+++ Given information
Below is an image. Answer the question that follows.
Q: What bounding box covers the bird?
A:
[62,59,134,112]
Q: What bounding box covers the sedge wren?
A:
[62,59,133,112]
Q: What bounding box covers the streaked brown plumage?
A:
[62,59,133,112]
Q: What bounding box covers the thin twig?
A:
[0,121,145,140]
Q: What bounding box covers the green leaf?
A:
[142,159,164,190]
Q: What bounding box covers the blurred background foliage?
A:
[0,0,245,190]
++++++
+++ Given information
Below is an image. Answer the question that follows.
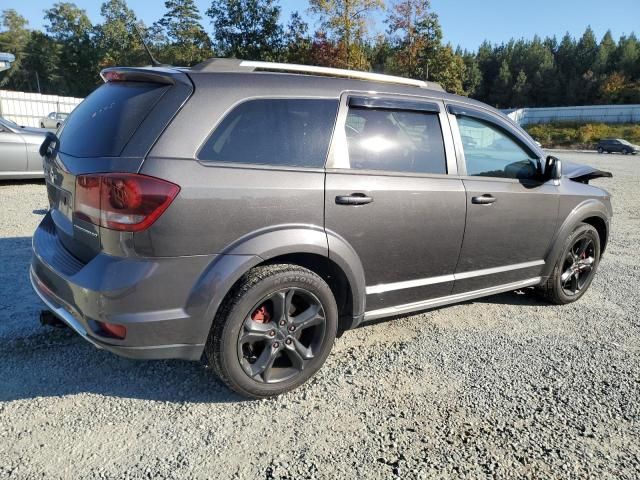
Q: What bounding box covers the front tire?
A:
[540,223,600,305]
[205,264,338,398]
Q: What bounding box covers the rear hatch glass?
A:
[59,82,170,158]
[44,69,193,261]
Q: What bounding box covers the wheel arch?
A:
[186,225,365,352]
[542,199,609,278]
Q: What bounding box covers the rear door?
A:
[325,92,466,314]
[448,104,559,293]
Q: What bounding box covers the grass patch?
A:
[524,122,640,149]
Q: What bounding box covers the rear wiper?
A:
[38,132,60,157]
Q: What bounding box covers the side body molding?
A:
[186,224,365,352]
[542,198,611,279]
++++++
+++ Given information
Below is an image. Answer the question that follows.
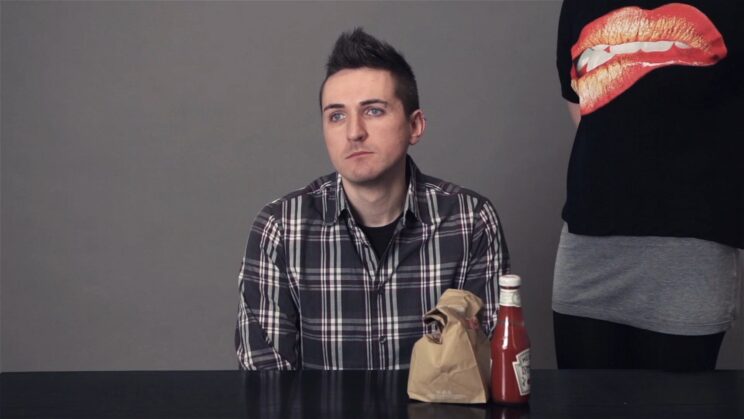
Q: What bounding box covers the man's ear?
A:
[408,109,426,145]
++++++
▶ _Exercise_: Print, word for word, the lines from the one with "Q: What bounding box covers the grass patch?" through the one with "[542,198,611,279]" in the entries above, including both of those lines.

▶ _Reply_:
Q: What bounding box covers the grass patch?
A:
[524,122,640,149]
Q: What bounding box covers the rear wiper?
A:
[38,132,60,157]
Q: What bounding box covers the side body molding?
A:
[186,224,365,352]
[542,198,611,279]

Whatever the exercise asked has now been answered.